# Set exercise A:
Render the stretch of records from their start through the line containing "[(125, 119), (234, 213)]" as a Markdown table with the columns Row and Line, numbering each line and leaving out blank lines.

# Extracted text:
3. Full Observability
cargo run --example full_observability
Combines metrics, tracing, and structured logging.
Best Practices
Production Configuration
-
Sampling: Don't trace every request in production
sampling_ratio: 0.01, // 1% sampling -
Log Levels: Use INFO or WARN in production
.with_max_level(tracing::Level::INFO) -
Metrics Cardinality: Be careful with high-cardinality labels
- ✓ Good:
{model_type="lightweight"} - ✗ Bad:
{candidate_id="12345"}(too many unique values)
- ✓ Good:
-
Performance: Metrics collection is very lightweight (<1μs overhead)
Alerting Rules
Example Prometheus alerting rules:
groups:
- name: tiny_dancer
rules:
- alert: HighErrorRate
expr: rate(tiny_dancer_errors_total[5m]) > 0.05
for: 5m
annotations:
summary: "High error rate detected"
- alert: CircuitBreakerOpen
expr: tiny_dancer_circuit_breaker_state == 2
for: 1m
annotations:
summary: "Circuit breaker is open"
- alert: HighLatency
expr: histogram_quantile(0.95, rate(tiny_dancer_routing_latency_seconds_bucket[5m])) > 0.01
for: 5m
annotations:
summary: "P95 latency above 10ms"
Debugging Performance Issues
-
Check metrics for high-level patterns
rate(tiny_dancer_routing_requests_total[5m]) -
Use traces to identify bottlenecks
- Look for long spans
- Identify slow candidates
-
Review logs for error details
grep "ERROR" logs.txt | jq .
Troubleshooting
Metrics Not Appearing
- Ensure router is processing requests
- Check metrics export:
router.export_metrics()? - Verify Prometheus scrape configuration
Traces Not in Jaeger
- Confirm Jaeger is running:
docker ps - Check endpoint:
jaeger_agent_endpoint: Some("localhost:6831") - Verify sampling ratio > 0
- Call
tracing_system.shutdown()to flush
High Memory Usage
- Reduce sampling ratio
- Decrease histogram buckets
- Lower log level to INFO or WARN

[Pointing and labeling entries]

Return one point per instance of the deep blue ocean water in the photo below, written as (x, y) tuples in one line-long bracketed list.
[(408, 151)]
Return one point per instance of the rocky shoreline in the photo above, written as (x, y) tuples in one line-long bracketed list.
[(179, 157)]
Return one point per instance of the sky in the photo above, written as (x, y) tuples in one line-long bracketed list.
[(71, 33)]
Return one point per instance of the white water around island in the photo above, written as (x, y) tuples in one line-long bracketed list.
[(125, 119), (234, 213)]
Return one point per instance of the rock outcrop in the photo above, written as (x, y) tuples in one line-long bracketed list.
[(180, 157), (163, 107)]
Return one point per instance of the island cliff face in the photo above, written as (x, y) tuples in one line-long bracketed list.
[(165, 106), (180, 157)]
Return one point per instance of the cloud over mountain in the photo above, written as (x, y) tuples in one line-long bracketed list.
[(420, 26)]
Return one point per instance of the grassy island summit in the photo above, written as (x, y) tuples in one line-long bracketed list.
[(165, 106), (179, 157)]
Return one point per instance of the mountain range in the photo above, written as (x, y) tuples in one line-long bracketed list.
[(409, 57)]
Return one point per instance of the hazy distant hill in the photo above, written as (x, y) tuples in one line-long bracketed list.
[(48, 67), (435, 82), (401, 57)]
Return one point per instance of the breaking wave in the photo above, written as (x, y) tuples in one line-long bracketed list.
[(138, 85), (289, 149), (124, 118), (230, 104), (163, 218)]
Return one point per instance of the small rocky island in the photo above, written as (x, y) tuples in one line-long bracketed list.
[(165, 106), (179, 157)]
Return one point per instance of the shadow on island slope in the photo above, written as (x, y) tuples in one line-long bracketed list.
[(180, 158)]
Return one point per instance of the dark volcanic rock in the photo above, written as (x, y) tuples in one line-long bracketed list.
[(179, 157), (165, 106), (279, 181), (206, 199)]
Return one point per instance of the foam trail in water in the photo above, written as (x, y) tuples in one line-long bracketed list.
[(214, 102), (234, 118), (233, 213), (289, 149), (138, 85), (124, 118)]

# Set exercise B:
Answer these questions from the observability text, one answer per line, marked to match:
(i) What sampling ratio does the production configuration example set?
(ii) How long must the circuit breaker state equal 2 before the CircuitBreakerOpen alert fires?
(iii) What call flushes traces so they appear in Jaeger?

# Final result A:
| Row | Line |
|---|---|
| 1 | Return one point per instance of the deep blue ocean water in the photo below, written as (x, y) tuples in one line-long bracketed list. |
| 2 | [(408, 151)] |
| 3 | Return one point per instance of the rocky shoreline in the photo above, written as (x, y) tuples in one line-long bracketed list. |
| 4 | [(179, 157)] |
| 5 | Return one point per instance of the sky in the photo above, written as (x, y) tuples in one line-long bracketed list. |
| 6 | [(71, 33)] |
| 7 | Return one point per instance of the white water around island in the photo above, written as (x, y) tuples in one line-long bracketed list. |
| 8 | [(125, 119), (234, 213)] |

# Final result B:
(i) 0.01, which is 1% sampling
(ii) 1m
(iii) tracing_system.shutdown()